• **Objective**:
Rewrite everything in the records from the line containing "Indicate the large" down to the line containing "x=346, y=325", both included, changing "instance" to "occurrence" and leaving all else as it stands. Give back only those lines.

BEGIN Data to process

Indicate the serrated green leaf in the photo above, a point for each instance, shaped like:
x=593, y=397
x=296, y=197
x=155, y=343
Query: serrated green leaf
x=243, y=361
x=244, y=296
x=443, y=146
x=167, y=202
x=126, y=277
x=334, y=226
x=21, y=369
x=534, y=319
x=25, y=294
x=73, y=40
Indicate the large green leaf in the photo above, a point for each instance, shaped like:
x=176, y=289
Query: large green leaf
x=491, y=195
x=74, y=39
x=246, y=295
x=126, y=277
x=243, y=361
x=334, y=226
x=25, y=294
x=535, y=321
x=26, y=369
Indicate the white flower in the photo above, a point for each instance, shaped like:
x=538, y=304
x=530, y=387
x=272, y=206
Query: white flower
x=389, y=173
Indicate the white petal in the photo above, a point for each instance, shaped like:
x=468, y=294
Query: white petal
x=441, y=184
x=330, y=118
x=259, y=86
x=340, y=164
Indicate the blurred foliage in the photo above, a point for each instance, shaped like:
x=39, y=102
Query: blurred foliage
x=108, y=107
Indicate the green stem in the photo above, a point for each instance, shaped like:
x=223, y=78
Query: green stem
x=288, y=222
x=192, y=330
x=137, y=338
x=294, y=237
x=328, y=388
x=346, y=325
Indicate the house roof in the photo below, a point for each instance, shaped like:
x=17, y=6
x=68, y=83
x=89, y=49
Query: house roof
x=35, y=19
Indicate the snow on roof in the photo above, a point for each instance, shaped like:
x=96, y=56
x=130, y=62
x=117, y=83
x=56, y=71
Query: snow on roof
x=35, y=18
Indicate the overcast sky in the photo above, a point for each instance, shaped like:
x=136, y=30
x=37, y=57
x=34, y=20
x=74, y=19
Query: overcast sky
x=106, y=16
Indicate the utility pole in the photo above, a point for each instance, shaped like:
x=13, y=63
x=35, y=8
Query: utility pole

END Data to process

• **Exercise answer**:
Indicate the large green leaf in the photo above, a point for each occurrence, shaped like:
x=176, y=289
Query: large green leaf
x=491, y=195
x=74, y=39
x=246, y=295
x=126, y=277
x=243, y=361
x=334, y=226
x=25, y=294
x=535, y=321
x=26, y=369
Indicate the white flower in the photo above, a point for each occurrence, shaped like:
x=538, y=304
x=530, y=387
x=272, y=206
Query: white flower
x=389, y=173
Indicate the white petal in the photo above, a point for each occurrence, shaped like:
x=468, y=294
Query: white petal
x=441, y=184
x=330, y=118
x=259, y=86
x=340, y=164
Indicate the blurred foliage in the photo above, a point for each occurrence, shaped like:
x=39, y=102
Query: blurred foliage
x=108, y=107
Indicate the green stem in the photo above, a point for each occurrence, shaped like:
x=223, y=78
Query: green stem
x=288, y=222
x=192, y=330
x=137, y=338
x=294, y=237
x=328, y=388
x=346, y=325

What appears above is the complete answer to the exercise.